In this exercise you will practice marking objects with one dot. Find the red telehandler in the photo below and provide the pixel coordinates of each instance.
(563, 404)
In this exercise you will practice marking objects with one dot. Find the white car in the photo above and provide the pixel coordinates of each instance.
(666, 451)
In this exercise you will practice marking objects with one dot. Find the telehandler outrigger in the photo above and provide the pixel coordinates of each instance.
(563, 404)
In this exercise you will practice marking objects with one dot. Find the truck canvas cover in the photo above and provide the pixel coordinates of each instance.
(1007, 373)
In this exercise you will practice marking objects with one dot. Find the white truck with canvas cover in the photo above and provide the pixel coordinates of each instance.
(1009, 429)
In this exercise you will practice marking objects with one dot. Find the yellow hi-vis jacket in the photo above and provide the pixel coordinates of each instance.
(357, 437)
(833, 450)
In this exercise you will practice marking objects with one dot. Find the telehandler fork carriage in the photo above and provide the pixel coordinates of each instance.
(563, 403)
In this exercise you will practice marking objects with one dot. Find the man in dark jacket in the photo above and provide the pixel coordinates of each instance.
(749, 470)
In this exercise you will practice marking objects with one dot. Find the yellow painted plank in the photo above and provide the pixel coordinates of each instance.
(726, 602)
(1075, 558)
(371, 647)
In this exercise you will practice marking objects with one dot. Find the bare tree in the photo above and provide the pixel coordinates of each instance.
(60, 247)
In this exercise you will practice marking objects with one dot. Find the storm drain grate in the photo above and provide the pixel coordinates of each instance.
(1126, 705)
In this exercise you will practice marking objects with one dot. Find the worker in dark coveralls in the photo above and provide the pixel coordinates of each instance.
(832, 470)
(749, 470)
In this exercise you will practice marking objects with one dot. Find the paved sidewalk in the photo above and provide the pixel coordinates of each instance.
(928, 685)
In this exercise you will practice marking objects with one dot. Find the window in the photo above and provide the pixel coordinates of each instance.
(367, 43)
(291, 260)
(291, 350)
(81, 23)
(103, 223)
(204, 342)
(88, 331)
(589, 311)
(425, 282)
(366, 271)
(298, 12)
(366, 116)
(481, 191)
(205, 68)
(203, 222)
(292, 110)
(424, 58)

What to work on:
Could you return all of the entries exactly as they stand?

Answer box:
In this exercise you will practice marking objects with one dot. Find the red telehandler in the photo below and provide the pixel coordinates of each instance.
(563, 404)
In this exercise you will practice marking objects with one dot. Find the white car in the photo above and provide the pixel coordinates of each instance.
(666, 451)
In this exercise you will practice marking objects with one dot. Find the telehandler outrigger in the photo above and provide the pixel coordinates of each instance.
(563, 404)
In this exercise you will practice marking objects with one dot. Find the truck canvas cover in the photo above and provide the pixel coordinates of each instance.
(1007, 373)
In this exercise you will practice marking objects with one dot. Find the white truck with canvas cover in the photo above and provide the pixel coordinates of each instance.
(1009, 429)
In this exercise you will practice marking objects with one dot. Find the yellow hi-vis jacket in the photo above and provide the pixel coordinates of each instance.
(357, 437)
(833, 450)
In this exercise you will practice marking objects with one dot. Find the telehandler fork carriage in the photo above and provide the pixel coordinates of each instance.
(563, 403)
In this exercise you will practice marking objects with one dot. Find the man in dark jacket in the photo above and provide the pixel coordinates of each instance.
(749, 470)
In this exercise you will practice marking objects with one dot. Find the yellow painted plank in the photo above and provide the pixel coordinates of each instance.
(726, 602)
(1075, 558)
(371, 647)
In this exercise you will practice marking objects with one dot. Find the bare tree in the photo above and provide the pixel coordinates of each instance.
(60, 247)
In this exercise you will practice marking objects with one dot. Find the storm drain grate in the photo above and provide the pixel coordinates of each instance.
(1126, 705)
In this exercise you will practice marking objects with one dot. Find the worker in dark coveralls in the photo above and provide the pixel coordinates of each instance.
(832, 470)
(749, 470)
In this exercise you will practice marking objects with one dot. Find the paved sidewalk in the photo above and provide the pixel coordinates of each instance.
(928, 685)
In this exercise you will practice marking objects with one dot. Find the window in the photo above and provide the pixel coordinates of each instance.
(367, 43)
(291, 260)
(291, 350)
(81, 23)
(103, 223)
(204, 342)
(88, 331)
(589, 311)
(425, 282)
(366, 271)
(298, 12)
(366, 116)
(481, 191)
(205, 68)
(203, 222)
(292, 110)
(424, 58)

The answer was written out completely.